**Exercise goal:**
Omit the images, then output each of the records below exactly.
━━━ Source data ━━━
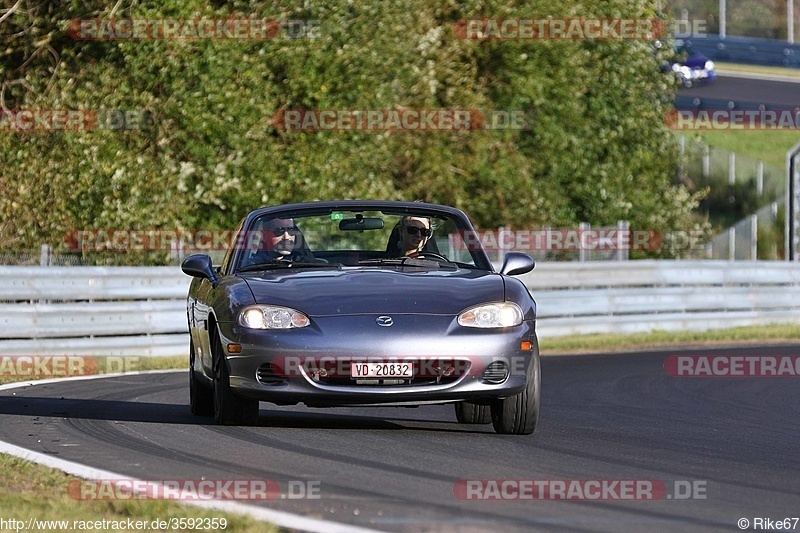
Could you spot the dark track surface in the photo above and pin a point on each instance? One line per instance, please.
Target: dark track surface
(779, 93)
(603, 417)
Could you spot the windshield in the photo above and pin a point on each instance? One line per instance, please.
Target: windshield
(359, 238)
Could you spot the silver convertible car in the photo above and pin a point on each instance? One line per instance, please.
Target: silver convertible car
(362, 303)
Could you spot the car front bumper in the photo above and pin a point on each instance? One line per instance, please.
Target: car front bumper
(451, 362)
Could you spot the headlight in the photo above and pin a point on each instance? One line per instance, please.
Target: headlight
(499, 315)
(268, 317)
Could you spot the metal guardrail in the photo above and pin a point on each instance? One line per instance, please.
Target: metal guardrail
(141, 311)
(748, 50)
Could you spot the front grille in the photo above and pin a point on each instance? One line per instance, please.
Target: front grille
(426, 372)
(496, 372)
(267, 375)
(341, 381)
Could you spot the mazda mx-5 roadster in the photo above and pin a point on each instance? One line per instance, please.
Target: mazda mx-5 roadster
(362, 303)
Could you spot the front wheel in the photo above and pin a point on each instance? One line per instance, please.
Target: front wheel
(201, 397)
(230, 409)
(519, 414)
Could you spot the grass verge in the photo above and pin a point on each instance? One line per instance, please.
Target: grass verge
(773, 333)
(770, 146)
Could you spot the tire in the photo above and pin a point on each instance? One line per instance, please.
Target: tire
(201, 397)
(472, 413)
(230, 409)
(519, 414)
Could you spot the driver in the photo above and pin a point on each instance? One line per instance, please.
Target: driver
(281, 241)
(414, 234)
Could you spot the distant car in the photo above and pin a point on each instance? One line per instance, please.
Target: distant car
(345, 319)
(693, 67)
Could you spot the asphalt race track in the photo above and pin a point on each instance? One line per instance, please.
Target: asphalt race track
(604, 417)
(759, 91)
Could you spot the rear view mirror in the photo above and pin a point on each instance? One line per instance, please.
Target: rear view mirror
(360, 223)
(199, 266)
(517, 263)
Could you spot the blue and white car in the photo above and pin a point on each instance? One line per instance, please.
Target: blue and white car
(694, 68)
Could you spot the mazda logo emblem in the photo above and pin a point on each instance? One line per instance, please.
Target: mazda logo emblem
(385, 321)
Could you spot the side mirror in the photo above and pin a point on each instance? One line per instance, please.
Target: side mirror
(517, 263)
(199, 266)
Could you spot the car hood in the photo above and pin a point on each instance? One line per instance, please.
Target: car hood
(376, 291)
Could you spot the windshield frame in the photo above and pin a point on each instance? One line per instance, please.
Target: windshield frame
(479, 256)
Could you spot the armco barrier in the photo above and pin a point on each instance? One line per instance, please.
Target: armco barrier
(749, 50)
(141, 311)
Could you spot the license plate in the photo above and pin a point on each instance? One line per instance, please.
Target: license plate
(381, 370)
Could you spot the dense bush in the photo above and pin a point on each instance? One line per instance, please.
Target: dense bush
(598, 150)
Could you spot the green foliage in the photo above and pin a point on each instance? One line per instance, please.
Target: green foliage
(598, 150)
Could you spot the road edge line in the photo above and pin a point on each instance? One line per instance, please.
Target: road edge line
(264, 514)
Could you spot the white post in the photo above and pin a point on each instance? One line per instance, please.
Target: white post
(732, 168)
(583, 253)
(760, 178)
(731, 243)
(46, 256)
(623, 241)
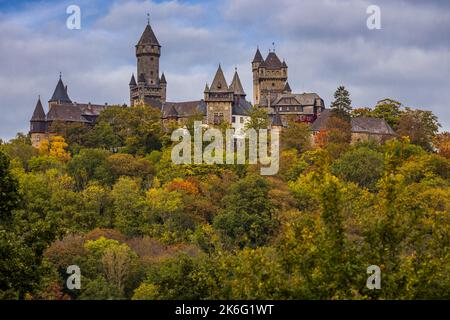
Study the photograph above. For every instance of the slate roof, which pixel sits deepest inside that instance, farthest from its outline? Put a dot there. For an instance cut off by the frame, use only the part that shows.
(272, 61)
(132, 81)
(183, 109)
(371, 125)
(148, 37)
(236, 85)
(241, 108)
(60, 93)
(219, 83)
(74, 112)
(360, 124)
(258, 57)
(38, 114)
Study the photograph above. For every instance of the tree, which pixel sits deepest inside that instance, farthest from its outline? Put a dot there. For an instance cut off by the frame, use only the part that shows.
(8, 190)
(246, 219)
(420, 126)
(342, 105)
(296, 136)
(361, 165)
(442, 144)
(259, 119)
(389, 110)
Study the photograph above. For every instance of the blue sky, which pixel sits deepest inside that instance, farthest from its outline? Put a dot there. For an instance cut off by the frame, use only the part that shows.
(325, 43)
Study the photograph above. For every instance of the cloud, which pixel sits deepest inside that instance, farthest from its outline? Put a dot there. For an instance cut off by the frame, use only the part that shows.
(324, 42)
━━━
**Answer space:**
Could you spot the dark track surface in the photo above and pin a point on each instance? One line per instance, please.
Target: dark track surface
(779, 93)
(603, 417)
Could you spot the windshield in the photo above and pin a point on each instance? One line per instance, please.
Target: windshield
(359, 238)
Could you spot the silver convertible car in the photo above and pin a point on each instance? One line per instance, please.
Target: silver convertible car
(362, 303)
Could you spot the car front bumper in the photo above and pin a point on each instance? One line per instance, please.
Target: car front bumper
(451, 362)
Could you spot the headlight in the photo above and pin a point on each instance? One line per instance, please.
Target: headlight
(499, 315)
(268, 317)
Could you spot the metal guardrail in the photo above and pin a point on each instance? One line per instance, please.
Target: metal guardrail
(141, 311)
(748, 50)
Could you spot the front grille in the photo above and pin a point on each instance? One line per instance, please.
Target: front grille
(426, 372)
(496, 372)
(267, 375)
(341, 381)
Could you spot the mazda mx-5 roadster in the photo above and pin a point on each instance? One line per instance, please.
Target: mazda mx-5 roadster
(362, 303)
Could you spot the front wheel in the photo above and pin a point on each instance? One line per instance, please.
Target: front wheel
(201, 397)
(230, 409)
(519, 414)
Could you spot the grass verge in the photo above and pin a point on each instance? One line per instance, please.
Target: grass verge
(773, 333)
(770, 146)
Could you spot the tire in the photo above and pin a point on each instance? One line per instance, please.
Target: tire
(201, 397)
(472, 413)
(230, 409)
(519, 414)
Could you spot the driver in the photo above and pin a point on each instance? One line per instance, please.
Target: driver
(281, 241)
(414, 234)
Could you spot the distant car in the photo above and pin a point on each instance? One line per instance, please.
Target: distant car
(345, 319)
(693, 67)
Could you spot the asphalt race track in the photo above and pin a point on each instance? One line per instance, please.
Target: asphalt race track
(604, 417)
(759, 91)
Could you spot the rear view mirror in the photo above and pin a point on each instance? One line per instance, please.
Target: rear view mirror
(360, 223)
(199, 266)
(517, 263)
Could you spot the blue and white car in the photo above and pin a point on each instance? One line per instance, please.
Target: blue and white car
(694, 68)
Could you spot the mazda logo emblem in the photo above and pin a point on each instance? One line per instance, please.
Target: mazda logo emblem
(385, 321)
Could you spot the side mirror in the photo above and pin a point on each instance? One line per instance, please.
Target: side mirror
(517, 263)
(199, 266)
Could you spot the car hood in the photo above and pin a point on each instance? One line per instance, please.
Target: car hood
(376, 291)
Could you spot the windshield frame in the photo above and pin a point on each instance? One line per instance, please.
Target: windshield frame
(479, 256)
Could you spot the armco barrier in the photo above and pin a point on each instance? One line per instance, please.
Target: armco barrier
(749, 50)
(141, 311)
Could you spot the license plate in the photo above and pin a point on each instance? One line per instance, please.
Target: license plate
(381, 370)
Could you spot the dense bush in the photo above and pin a point on each instance? One line per instance, please.
Target: dense bush
(598, 150)
Could you spot the green foliage in the photo above and pin a point on each instance? One line per instance, please.
Target: green foliage
(598, 150)
Could you spot the road edge line in the photo above and pin a point on each instance? One line per instance, please.
Target: road edge line
(264, 514)
Could you spot the white post in the photo above and pin a point on each instance? One line per instance, please.
Target: white post
(732, 168)
(583, 253)
(760, 178)
(731, 243)
(46, 256)
(623, 241)
Study the photograph above. For every instance of the slate roof, which pixel sits deepest inside that instance, farthest from its outline? Put a dot there. For an instance cut off by the frame, use only the part that shows.
(272, 61)
(132, 81)
(183, 109)
(371, 125)
(148, 37)
(236, 85)
(241, 108)
(60, 93)
(219, 83)
(74, 112)
(360, 124)
(258, 57)
(38, 114)
Study the photograph above. For every instance of the tree, which pixel sits deepest inside that instance, farthest from its outline? Put a dot there. For an instance cut off by the frame, use only the part that shows.
(8, 190)
(246, 219)
(420, 126)
(342, 105)
(296, 136)
(361, 165)
(442, 144)
(259, 119)
(389, 110)
Study the photograph above. For every instance of the blue sky, which pixel sits deepest inside that instance, farthest from its outline? Put a dot there. For an instance cut off by the frame, use only the part that shows.
(325, 43)
Study the photograph above. For every instance of the cloud, which pixel sits deepest inside that instance, farthest from its outline? Put a dot there. For an instance cut off by the frame, use only the part that shows.
(324, 42)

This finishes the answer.